Belleza compulsiva
Traducción de Tamara Stuby
Buenos Aires, Adriana Hidalgo, 2008, 346 págs.
La traducción al castellano de Belleza compulsiva llega tarde a los lectores argentinos: su primera edición, a través del Massachusetts Intitute of Tecnology, data de 1993. Sin embargo, no cuesta reconocer que en esa década y media el libro de Hal Foster ha resistido bien al tiempo, ha envejecido poco, y nos llega como una obra actual. Dos motivos pueden esgrimirse: el primero, que aborda un caso, el del surrealismo, prácticamente equidistante tanto del momento en el que el libro fue publicado como de nuestro presente. La segunda es que la escena de época en la que, afirma, el surrealismo ha sido reivindicado, no parece haberse agotado aún.
Gestado en la década del 20 –el primer manifiesto surrealista es de 1924–, el surrealismo se extinguió rápidamente luego de la Segunda Guerra Mundial, al menos en Occidente. Foster señala un nuevo interés por esta vanguardia desde los ochentas, tras haber sido menospreciada durante décadas, tanto desde las historias del abstraccionismo basadas en el cubismo como desde los relatos neovanguardistas, más interesados en el constructivismo ruso o en dadá. En épocas más recientes, en cambio, diferentes movimientos relacionados con temáticas de género hallaron en el surrealismo un valioso antecedente de incorporación sistemática de lo sexual en un programa de vanguardia. Al mismo tiempo, el arte posmoderno habría encontrado en este movimiento una importante referencia retroactiva en lo que concierne a una crítica de la representación.

- Consigna
Reproduce literalmente el pasaje de la reseña que va desde "Gestado en la" hasta "de la representación.". Los datos que aparecen a continuación son material aparte de la reseña.

- Datos suministrados
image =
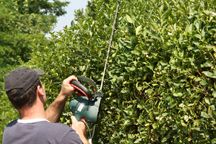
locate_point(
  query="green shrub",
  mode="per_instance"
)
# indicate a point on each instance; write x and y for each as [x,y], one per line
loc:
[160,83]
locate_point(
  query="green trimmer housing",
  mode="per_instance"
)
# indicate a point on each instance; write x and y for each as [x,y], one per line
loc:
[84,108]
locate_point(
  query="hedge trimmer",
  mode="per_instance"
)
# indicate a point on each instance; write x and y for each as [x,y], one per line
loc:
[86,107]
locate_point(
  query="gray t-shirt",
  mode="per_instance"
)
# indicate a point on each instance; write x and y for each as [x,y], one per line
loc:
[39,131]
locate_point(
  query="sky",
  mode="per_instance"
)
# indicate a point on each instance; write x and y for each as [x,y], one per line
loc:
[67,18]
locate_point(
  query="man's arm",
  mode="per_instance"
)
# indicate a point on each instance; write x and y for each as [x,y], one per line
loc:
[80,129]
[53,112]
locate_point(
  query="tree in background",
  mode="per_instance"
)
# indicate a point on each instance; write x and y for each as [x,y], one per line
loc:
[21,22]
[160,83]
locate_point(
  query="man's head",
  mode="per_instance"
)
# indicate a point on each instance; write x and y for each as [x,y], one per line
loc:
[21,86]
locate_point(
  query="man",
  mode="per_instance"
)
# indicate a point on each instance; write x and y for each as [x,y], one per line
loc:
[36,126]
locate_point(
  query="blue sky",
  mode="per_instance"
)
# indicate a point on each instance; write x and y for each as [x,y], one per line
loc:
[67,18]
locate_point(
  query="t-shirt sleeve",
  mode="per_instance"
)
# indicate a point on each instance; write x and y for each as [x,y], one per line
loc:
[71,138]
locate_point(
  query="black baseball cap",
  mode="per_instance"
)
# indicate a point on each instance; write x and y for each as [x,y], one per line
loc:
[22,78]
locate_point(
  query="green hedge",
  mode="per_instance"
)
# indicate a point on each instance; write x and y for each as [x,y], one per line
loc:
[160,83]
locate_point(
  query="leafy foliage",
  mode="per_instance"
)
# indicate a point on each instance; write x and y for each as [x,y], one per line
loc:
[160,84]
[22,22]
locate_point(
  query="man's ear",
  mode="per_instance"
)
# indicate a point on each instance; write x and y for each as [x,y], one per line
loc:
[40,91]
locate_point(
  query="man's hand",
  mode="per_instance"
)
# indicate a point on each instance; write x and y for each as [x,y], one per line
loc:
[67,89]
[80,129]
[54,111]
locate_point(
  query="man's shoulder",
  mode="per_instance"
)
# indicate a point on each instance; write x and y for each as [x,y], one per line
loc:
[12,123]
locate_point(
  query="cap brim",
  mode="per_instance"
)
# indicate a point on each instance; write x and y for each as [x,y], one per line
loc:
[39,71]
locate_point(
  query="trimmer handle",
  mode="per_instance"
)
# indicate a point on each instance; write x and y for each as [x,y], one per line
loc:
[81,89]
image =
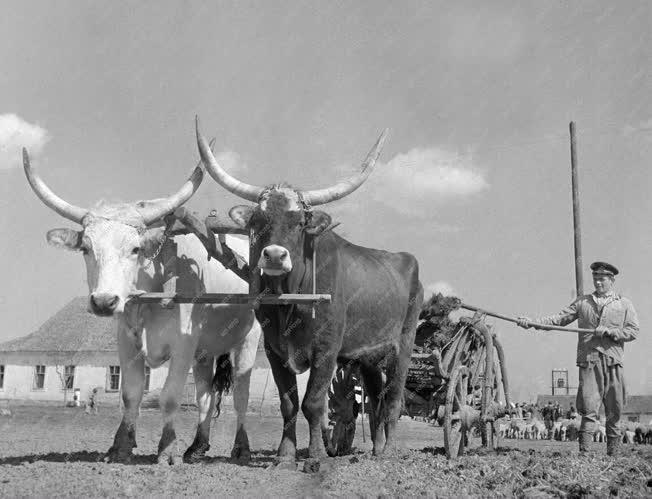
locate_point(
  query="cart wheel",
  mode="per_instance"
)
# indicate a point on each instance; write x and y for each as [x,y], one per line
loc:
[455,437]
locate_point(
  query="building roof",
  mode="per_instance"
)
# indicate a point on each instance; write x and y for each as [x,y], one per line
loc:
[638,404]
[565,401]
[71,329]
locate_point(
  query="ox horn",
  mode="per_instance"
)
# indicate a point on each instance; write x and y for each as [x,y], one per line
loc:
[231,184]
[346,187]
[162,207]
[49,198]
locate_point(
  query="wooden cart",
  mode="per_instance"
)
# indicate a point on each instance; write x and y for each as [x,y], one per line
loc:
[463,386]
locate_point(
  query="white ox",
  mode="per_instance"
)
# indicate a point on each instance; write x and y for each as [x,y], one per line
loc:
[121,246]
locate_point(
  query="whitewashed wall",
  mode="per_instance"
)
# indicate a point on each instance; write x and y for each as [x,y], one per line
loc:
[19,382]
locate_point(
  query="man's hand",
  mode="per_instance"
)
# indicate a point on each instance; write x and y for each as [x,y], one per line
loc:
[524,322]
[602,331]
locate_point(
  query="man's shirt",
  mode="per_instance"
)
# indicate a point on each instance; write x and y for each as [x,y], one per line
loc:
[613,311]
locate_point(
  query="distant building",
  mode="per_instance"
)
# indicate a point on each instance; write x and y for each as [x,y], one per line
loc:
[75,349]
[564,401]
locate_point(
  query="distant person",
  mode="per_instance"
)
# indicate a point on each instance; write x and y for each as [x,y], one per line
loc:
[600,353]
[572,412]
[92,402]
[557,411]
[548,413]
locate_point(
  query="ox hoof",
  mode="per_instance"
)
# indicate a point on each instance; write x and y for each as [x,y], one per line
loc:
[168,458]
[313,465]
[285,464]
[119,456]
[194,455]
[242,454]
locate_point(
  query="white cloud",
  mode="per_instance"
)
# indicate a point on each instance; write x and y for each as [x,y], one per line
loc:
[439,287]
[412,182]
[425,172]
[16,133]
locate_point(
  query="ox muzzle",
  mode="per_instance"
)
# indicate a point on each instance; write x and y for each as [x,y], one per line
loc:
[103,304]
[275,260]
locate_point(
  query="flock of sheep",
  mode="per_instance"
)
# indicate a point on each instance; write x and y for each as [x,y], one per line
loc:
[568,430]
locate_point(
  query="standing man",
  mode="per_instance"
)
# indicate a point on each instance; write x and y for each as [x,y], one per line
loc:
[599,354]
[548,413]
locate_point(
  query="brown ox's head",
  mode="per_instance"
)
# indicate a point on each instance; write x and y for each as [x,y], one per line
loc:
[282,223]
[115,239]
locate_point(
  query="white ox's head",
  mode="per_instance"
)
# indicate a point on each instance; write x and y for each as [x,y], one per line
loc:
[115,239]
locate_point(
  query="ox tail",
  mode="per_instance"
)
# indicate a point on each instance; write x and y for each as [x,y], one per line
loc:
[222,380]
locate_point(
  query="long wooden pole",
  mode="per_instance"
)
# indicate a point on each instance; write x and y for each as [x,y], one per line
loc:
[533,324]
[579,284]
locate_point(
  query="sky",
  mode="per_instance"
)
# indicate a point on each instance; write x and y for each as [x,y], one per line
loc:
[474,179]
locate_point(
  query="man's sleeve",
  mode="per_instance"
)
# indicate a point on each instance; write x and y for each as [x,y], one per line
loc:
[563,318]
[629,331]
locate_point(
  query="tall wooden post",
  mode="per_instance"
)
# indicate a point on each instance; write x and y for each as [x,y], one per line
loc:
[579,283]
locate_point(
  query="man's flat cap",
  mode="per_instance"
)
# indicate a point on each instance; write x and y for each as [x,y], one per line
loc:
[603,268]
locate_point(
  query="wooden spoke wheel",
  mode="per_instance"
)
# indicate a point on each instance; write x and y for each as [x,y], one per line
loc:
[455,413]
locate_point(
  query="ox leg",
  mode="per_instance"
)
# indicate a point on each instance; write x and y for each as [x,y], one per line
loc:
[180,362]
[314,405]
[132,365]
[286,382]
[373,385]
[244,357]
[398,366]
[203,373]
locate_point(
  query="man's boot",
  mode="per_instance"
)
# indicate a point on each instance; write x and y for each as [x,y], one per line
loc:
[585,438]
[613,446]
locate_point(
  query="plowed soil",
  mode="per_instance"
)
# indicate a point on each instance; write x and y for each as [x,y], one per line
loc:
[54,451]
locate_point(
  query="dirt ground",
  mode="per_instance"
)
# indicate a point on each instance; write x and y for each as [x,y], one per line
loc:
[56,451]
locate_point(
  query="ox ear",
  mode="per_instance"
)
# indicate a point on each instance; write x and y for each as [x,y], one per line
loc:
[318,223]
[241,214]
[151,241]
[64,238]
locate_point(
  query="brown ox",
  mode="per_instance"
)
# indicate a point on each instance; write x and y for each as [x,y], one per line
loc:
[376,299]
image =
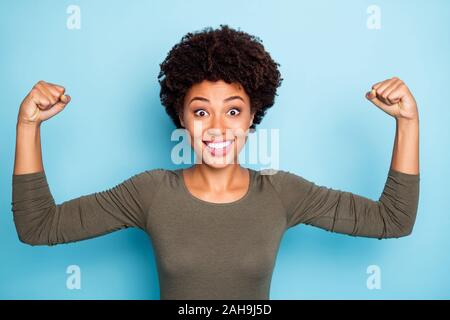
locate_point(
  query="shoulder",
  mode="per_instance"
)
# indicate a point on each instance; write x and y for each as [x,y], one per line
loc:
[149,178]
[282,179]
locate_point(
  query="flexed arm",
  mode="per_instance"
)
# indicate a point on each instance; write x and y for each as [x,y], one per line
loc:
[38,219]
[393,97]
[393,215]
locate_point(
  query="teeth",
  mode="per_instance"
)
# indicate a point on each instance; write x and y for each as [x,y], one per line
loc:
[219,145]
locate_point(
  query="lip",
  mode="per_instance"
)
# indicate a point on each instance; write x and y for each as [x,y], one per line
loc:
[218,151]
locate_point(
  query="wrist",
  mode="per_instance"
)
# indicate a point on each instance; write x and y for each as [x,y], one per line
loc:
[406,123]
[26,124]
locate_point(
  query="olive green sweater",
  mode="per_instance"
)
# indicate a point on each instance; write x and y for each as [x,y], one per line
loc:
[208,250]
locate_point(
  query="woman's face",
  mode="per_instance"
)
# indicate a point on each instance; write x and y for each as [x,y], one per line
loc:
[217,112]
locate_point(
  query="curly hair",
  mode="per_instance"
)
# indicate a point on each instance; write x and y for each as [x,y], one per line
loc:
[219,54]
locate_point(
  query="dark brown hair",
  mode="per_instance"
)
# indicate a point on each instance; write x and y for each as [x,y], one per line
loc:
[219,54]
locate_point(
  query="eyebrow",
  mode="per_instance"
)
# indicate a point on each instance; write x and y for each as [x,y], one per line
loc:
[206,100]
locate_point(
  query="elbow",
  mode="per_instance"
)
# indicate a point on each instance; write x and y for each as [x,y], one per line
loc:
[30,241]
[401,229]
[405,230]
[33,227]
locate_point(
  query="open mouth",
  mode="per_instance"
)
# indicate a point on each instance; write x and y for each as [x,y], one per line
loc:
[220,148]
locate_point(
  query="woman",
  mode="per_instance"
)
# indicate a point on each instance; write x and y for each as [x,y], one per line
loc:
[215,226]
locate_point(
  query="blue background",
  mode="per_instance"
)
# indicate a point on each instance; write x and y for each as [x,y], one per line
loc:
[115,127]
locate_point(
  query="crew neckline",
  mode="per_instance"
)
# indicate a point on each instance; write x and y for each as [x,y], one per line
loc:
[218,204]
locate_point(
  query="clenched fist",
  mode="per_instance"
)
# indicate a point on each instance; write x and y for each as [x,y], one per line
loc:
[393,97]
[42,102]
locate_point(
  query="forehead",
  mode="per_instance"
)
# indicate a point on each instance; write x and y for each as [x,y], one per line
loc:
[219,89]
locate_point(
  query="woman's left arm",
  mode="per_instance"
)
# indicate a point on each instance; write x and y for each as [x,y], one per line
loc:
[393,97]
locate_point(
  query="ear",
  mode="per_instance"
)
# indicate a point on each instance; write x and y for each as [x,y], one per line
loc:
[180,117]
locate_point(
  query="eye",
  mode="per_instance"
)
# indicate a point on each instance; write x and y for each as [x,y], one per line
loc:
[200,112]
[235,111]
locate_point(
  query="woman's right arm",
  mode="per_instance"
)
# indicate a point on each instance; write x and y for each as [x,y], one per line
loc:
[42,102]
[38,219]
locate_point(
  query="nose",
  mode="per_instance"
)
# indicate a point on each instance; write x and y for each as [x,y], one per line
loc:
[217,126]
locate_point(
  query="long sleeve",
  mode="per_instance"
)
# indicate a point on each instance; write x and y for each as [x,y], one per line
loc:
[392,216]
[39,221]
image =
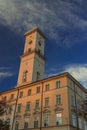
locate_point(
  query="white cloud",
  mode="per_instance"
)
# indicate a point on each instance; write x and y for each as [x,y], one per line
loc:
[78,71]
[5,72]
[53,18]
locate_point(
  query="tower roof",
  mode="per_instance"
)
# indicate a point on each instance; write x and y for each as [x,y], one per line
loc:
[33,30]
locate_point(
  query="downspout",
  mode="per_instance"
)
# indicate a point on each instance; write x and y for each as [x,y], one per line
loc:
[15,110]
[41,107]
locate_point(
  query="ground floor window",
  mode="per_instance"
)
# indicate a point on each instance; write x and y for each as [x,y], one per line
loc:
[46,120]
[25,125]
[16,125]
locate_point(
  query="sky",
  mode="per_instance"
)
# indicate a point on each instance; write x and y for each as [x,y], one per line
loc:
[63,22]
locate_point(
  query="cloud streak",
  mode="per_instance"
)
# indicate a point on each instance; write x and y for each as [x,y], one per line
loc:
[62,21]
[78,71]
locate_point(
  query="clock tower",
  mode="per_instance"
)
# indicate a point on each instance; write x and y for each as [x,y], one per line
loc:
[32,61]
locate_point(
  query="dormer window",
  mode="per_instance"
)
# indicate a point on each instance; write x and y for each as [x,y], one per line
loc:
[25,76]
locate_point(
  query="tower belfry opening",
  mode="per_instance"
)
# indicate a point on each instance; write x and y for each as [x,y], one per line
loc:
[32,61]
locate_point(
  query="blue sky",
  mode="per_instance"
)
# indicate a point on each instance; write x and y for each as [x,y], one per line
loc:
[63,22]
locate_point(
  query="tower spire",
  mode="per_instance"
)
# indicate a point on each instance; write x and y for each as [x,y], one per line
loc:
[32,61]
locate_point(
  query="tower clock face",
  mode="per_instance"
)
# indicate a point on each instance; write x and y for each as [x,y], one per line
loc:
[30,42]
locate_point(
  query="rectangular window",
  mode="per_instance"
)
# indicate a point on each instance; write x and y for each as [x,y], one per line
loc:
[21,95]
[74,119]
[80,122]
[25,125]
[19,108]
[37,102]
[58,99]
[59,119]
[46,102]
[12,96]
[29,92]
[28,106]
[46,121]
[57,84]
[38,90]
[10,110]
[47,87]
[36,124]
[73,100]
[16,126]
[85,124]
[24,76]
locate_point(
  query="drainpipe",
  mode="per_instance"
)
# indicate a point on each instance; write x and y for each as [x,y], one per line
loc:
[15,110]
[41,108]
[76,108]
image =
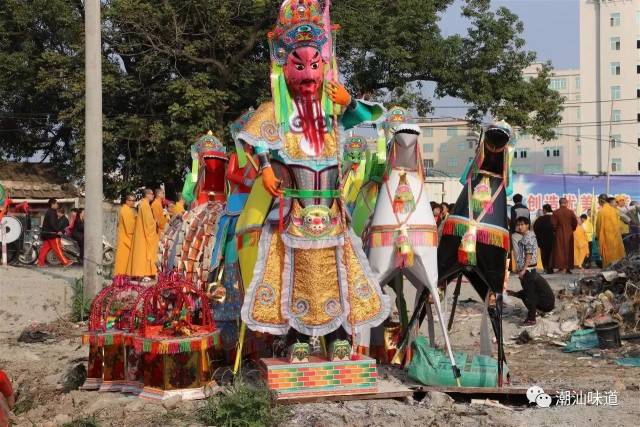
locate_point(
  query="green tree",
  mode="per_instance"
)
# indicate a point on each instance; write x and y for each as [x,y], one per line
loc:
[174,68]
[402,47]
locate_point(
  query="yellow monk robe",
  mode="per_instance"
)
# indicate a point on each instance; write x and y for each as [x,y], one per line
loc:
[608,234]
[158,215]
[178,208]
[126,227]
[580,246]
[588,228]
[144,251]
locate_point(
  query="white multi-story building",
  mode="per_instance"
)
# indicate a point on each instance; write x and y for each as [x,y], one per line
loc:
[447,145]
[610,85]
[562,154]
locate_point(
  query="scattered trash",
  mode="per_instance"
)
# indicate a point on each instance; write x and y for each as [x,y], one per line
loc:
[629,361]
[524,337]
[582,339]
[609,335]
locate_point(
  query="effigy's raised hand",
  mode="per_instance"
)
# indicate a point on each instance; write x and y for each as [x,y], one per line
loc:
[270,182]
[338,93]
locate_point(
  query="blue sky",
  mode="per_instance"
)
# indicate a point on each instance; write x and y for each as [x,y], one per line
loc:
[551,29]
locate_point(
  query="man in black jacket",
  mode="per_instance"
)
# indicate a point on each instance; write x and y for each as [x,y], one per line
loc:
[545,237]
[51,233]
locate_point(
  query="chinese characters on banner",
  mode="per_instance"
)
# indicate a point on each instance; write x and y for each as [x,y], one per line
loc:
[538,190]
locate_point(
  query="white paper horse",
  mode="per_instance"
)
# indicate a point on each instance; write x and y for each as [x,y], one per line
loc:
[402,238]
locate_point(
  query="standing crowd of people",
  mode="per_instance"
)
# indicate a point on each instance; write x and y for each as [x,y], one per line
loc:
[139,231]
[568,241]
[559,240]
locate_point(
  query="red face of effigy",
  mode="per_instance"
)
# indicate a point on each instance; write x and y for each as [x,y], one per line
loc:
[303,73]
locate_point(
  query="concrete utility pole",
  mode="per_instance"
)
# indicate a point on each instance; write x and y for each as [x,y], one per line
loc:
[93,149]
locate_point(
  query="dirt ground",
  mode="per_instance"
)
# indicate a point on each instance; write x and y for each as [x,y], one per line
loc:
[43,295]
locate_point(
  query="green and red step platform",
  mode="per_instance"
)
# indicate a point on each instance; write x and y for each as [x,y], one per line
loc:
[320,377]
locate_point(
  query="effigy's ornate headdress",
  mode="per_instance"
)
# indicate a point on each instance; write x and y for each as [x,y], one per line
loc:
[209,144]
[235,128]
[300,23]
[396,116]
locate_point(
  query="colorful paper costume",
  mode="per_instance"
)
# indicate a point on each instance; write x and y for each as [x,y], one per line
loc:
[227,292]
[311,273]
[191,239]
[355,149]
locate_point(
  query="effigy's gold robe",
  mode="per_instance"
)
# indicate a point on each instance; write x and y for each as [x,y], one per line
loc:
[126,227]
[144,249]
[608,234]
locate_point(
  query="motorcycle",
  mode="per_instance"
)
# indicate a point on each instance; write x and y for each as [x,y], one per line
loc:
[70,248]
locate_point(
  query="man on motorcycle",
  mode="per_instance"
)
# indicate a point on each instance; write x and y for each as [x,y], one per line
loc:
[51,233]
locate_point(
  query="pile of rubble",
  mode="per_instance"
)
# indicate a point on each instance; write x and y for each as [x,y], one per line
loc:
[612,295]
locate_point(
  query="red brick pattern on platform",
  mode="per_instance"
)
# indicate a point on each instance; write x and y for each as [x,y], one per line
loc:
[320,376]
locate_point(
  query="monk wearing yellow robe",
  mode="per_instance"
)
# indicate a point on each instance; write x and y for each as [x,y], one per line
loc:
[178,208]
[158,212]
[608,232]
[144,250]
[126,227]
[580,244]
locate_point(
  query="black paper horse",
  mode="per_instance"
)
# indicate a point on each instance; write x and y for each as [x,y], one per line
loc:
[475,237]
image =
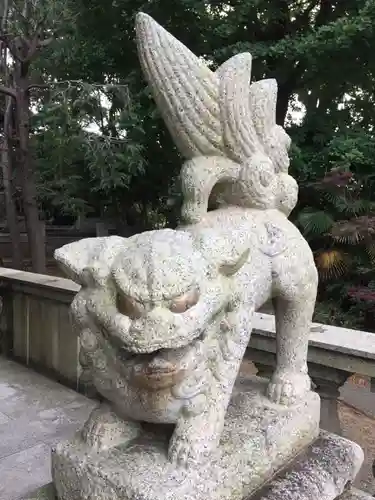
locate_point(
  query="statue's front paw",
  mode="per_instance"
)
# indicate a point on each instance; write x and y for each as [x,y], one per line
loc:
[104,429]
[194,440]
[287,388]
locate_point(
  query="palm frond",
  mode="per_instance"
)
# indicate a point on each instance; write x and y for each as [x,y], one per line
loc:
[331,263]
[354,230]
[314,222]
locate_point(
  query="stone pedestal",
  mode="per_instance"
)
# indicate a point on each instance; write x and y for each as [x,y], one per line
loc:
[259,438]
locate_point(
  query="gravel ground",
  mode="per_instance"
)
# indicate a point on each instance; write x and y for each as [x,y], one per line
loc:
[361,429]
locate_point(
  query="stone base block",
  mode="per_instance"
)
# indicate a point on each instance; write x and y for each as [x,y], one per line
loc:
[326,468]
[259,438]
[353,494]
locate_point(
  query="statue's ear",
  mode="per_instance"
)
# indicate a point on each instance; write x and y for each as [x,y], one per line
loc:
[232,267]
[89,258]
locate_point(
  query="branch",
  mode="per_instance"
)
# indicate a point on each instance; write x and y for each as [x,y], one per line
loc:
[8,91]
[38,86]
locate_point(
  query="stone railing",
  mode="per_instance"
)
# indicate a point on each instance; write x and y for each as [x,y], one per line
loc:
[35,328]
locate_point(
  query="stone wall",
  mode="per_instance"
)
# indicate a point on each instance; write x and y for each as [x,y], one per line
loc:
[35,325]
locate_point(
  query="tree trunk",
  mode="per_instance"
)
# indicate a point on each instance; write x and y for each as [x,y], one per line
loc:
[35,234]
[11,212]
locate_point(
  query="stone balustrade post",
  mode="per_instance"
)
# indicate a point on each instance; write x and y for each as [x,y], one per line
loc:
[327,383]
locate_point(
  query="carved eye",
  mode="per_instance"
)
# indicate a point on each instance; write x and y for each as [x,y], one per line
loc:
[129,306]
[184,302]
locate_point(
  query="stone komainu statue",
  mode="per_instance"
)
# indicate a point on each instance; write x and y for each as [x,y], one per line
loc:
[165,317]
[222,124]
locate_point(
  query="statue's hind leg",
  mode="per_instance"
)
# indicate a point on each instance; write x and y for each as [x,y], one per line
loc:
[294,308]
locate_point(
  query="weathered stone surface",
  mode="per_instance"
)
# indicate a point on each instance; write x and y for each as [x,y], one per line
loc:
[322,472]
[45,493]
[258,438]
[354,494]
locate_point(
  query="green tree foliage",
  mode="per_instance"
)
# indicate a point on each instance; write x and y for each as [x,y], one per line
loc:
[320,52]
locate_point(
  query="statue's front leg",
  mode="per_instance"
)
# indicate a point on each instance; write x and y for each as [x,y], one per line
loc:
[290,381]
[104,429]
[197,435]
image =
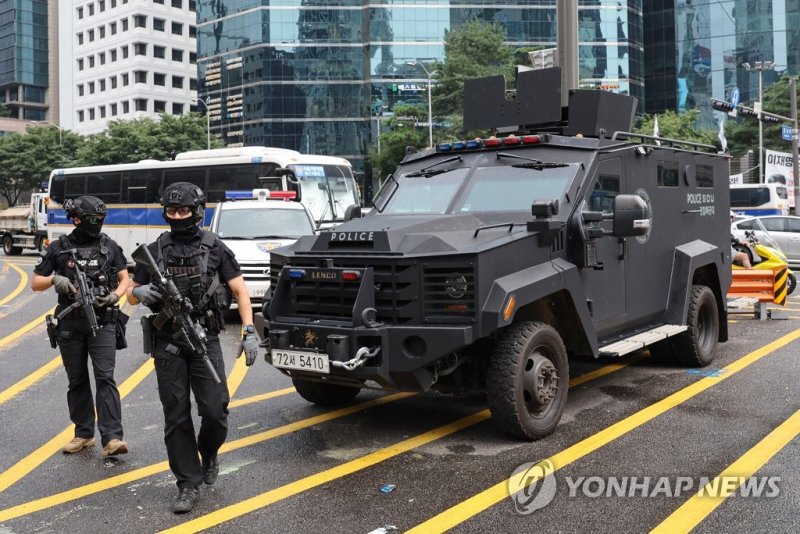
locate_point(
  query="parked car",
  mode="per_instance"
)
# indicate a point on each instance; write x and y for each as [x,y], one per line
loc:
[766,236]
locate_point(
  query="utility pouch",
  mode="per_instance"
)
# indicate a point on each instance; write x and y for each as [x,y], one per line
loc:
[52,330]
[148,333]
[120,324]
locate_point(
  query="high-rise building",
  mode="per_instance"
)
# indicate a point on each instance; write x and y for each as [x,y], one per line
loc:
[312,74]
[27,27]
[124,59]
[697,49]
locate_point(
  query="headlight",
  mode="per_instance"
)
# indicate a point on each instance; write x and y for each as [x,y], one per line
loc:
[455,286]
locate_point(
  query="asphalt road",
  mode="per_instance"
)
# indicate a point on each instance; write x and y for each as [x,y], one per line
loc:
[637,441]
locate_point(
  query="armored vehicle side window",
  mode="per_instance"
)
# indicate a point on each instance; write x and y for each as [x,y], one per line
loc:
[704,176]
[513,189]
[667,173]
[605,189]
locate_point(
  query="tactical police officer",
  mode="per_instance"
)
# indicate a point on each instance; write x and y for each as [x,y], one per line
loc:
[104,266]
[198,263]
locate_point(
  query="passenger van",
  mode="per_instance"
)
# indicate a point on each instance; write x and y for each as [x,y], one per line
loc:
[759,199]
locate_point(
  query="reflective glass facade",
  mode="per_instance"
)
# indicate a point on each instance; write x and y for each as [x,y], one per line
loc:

- Respuesta escrita
Gestado en la década del 20 –el primer manifiesto surrealista es de 1924–, el surrealismo se extinguió rápidamente luego de la Segunda Guerra Mundial, al menos en Occidente. Foster señala un nuevo interés por esta vanguardia desde los ochentas, tras haber sido menospreciada durante décadas, tanto desde las historias del abstraccionismo basadas en el cubismo como desde los relatos neovanguardistas, más interesados en el constructivismo ruso o en dadá. En épocas más recientes, en cambio, diferentes movimientos relacionados con temáticas de género hallaron en el surrealismo un valioso antecedente de incorporación sistemática de lo sexual en un programa de vanguardia. Al mismo tiempo, el arte posmoderno habría encontrado en este movimiento una importante referencia retroactiva en lo que concierne a una crítica de la representación.